## [EXERCISE DATA]
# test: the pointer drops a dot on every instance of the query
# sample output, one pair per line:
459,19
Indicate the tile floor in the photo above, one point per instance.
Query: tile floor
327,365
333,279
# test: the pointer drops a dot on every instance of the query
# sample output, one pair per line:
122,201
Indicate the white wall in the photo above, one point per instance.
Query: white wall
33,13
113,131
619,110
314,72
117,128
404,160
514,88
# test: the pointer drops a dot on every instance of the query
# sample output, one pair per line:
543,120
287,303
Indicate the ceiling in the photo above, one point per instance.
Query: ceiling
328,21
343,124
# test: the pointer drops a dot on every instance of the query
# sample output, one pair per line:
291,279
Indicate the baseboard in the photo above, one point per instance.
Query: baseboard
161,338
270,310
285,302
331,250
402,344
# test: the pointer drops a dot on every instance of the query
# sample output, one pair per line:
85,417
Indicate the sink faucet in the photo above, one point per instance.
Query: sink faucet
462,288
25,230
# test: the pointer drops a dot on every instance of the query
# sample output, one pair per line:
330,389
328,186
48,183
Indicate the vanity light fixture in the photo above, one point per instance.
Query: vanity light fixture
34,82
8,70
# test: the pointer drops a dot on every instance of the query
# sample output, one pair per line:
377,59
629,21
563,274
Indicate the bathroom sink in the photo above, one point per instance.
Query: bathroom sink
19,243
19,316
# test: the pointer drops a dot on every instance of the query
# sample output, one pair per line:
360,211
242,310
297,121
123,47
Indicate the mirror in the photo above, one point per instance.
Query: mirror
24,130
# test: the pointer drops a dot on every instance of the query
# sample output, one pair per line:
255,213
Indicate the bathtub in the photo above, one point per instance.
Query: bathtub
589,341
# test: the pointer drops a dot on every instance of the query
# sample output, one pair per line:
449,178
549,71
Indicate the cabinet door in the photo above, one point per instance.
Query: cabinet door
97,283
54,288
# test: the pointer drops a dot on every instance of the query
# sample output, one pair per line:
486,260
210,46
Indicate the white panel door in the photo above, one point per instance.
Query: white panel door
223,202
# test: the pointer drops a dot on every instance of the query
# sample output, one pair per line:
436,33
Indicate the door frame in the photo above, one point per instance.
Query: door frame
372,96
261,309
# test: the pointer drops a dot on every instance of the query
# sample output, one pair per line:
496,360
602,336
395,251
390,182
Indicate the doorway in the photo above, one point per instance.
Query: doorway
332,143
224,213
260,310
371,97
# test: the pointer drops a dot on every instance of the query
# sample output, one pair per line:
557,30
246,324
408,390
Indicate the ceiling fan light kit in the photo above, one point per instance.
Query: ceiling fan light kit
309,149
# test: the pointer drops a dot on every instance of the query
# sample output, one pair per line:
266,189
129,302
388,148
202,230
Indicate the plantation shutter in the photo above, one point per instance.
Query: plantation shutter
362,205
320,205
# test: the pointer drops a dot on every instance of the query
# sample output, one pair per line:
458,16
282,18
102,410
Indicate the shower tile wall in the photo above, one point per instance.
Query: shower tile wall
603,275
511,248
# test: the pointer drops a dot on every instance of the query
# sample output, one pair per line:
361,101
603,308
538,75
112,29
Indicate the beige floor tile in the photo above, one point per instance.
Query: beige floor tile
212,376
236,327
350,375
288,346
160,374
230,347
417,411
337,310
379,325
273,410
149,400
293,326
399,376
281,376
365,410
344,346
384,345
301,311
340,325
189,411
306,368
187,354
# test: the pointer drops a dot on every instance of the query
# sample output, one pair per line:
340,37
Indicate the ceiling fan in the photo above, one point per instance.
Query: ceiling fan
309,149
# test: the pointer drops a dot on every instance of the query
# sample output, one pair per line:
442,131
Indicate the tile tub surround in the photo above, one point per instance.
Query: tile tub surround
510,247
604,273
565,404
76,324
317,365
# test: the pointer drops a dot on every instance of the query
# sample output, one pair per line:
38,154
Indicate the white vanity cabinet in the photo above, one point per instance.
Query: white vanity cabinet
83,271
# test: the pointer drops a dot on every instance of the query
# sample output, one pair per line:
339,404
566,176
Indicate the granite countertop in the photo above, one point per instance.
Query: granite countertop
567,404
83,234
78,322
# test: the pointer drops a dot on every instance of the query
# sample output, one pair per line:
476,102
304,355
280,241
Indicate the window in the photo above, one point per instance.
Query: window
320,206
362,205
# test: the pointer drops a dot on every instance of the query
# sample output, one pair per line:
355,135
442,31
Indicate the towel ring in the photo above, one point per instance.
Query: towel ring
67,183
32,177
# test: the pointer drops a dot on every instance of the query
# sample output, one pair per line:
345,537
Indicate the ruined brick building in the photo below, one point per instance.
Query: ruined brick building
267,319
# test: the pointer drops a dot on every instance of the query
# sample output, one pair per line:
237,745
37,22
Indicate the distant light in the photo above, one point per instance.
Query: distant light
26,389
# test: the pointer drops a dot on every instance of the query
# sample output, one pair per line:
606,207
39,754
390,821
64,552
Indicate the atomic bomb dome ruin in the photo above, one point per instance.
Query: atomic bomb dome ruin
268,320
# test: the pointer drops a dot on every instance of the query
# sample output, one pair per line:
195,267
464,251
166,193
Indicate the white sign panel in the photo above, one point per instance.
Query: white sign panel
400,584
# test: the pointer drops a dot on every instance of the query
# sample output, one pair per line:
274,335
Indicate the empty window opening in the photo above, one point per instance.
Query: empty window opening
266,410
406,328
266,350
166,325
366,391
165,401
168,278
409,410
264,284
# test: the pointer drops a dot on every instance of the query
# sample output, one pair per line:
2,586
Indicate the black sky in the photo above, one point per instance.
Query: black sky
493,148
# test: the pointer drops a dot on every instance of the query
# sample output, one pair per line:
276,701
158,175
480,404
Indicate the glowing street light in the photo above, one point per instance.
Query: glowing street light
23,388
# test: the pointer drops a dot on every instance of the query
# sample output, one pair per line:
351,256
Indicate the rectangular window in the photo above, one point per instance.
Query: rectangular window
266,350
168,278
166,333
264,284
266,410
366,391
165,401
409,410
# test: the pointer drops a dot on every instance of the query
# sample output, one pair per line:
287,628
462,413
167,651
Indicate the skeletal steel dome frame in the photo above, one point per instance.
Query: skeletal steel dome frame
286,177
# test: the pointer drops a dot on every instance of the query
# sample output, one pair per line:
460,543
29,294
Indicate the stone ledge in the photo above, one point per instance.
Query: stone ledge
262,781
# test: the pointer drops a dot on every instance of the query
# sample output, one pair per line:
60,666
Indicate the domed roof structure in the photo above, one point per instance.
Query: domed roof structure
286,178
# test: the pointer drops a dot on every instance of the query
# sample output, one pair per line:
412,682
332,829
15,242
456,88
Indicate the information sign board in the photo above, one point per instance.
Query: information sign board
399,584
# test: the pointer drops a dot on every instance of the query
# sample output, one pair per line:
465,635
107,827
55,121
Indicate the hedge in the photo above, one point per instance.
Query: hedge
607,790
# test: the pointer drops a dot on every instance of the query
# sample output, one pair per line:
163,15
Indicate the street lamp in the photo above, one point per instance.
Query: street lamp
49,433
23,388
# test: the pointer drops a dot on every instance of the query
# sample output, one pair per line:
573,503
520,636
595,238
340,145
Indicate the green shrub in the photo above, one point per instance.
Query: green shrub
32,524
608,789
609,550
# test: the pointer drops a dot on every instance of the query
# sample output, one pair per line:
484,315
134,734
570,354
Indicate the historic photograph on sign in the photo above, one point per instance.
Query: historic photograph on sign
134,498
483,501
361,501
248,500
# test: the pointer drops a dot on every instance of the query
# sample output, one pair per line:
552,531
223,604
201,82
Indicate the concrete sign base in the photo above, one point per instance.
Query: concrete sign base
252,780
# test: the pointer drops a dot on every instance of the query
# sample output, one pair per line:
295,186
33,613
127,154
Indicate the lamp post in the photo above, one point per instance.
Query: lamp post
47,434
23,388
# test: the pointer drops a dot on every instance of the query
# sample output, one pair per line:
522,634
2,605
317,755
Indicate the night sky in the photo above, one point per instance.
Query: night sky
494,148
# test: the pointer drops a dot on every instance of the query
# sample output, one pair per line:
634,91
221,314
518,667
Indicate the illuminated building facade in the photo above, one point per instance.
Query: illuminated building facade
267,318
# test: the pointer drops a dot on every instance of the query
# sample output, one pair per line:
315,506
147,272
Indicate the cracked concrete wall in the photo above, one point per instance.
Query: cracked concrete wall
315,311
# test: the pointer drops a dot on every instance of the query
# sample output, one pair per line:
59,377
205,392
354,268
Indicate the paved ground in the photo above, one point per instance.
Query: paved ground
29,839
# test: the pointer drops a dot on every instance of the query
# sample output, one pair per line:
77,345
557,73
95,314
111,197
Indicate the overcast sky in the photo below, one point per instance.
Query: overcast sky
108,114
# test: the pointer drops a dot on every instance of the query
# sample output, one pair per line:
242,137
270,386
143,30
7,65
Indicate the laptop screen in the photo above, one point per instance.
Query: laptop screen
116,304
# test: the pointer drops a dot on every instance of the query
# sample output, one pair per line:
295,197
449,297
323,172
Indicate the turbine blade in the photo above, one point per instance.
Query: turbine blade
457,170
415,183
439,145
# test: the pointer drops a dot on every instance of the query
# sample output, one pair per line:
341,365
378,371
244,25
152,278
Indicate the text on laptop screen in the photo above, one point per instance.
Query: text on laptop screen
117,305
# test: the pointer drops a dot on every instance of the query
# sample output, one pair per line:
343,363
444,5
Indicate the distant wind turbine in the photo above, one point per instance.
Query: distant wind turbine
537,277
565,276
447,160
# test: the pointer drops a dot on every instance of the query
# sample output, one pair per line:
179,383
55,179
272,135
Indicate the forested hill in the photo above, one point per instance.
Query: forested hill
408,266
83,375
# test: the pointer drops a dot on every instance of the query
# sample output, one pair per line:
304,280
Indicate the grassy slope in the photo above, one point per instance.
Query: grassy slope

## [EXERCISE INSTRUCTIONS]
How many lines in the data above contain the word "screen"? Reply with the number alone.

## [RESULT FOR THIS TASK]
4